Task to complete – Every line of the data below must be given again exactly.

== Segment start ==

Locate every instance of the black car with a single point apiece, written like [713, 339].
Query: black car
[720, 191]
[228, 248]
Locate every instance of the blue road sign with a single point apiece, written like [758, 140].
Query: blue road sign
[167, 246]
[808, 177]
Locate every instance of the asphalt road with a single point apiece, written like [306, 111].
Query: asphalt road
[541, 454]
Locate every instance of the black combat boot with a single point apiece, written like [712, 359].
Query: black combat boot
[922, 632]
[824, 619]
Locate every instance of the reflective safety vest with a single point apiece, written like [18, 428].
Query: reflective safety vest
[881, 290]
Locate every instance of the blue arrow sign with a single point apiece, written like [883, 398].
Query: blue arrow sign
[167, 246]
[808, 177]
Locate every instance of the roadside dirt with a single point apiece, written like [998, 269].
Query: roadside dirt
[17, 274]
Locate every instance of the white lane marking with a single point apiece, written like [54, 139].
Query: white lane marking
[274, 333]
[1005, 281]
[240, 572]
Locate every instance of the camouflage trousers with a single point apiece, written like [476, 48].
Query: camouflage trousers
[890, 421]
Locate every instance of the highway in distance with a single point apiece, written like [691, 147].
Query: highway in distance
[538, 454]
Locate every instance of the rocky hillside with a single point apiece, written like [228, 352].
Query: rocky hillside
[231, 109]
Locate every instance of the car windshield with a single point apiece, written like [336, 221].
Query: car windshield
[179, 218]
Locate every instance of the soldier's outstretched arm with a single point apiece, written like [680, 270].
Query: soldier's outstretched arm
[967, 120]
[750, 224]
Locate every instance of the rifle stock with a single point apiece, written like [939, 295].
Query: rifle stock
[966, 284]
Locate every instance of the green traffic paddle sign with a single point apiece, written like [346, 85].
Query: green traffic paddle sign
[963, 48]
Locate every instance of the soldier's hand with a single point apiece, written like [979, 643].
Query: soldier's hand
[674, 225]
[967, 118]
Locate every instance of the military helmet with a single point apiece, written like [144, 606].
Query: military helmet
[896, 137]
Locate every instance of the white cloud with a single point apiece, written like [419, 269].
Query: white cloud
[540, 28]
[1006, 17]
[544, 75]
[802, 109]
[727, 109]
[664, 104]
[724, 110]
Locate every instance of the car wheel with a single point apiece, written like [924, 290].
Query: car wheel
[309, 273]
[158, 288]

== Segment end ==

Answer area –
Locate every instance of the black car with a single point apiece, written like [713, 339].
Query: black car
[720, 191]
[228, 248]
Locate every instance of the blue road sign with a single point apiece, written like [758, 140].
Query: blue road sign
[167, 246]
[808, 177]
Locate every instance of the asphalt road with a single point apiece, written like [306, 111].
Query: asphalt road
[541, 454]
Locate every instance of the black combat boot with a single point apiece, written like [712, 359].
Query: black combat boot
[922, 632]
[824, 619]
Locate every instance of the reflective safety vest with a single point apiece, written like [18, 428].
Query: reflective safety vest
[881, 290]
Locate every instance of the blue arrow sign with a single point apiece, written like [883, 398].
Query: blue arrow sign
[167, 246]
[808, 177]
Locate every instance of the roadside dirt with a single point apiece, written like [998, 269].
Query: roadside dirt
[17, 274]
Locate every instance of the white lane marking with a single point apiece, written like [54, 139].
Query: white lane marking
[274, 333]
[1005, 281]
[240, 572]
Locate every instance of the camouflage trousers with a single point apiece, written like [476, 48].
Query: camouflage trousers
[890, 421]
Locate every instance of the highway in distance with a single point apiece, written like [691, 147].
Query: highway in distance
[538, 454]
Locate every instance of the rocky hillside with a single point apiece, written like [228, 352].
Query: rocky hillside
[231, 109]
Locate every instance of the car windshield with a single point apiece, written like [336, 221].
Query: car windshield
[179, 218]
Locate every instance of the soldier's outstretched arm with a single point apiece, written like [680, 270].
Query: soldier's outstretched arm
[967, 120]
[750, 224]
Locate every instance of the rifle stock with a single point apiece, written like [939, 295].
Query: rifle stock
[966, 284]
Locate every instance of the green traffic paddle sign with a single point apiece, written like [346, 85].
Query: green traffic paddle sign
[963, 48]
Locate every instance of the soldier's hand with a single point apiece, written like [979, 643].
Query: soldier's hand
[674, 225]
[967, 118]
Locate every instance of the military helmet with a single point apiece, written like [144, 606].
Query: military helmet
[896, 137]
Locate every instance of the white cloud with a single point apiece, written like [419, 269].
Query: white cloud
[540, 28]
[1006, 17]
[544, 75]
[802, 109]
[727, 109]
[664, 104]
[724, 110]
Locate every instance of the car wheel with a single point apiece, written like [924, 290].
Query: car wheel
[309, 273]
[158, 288]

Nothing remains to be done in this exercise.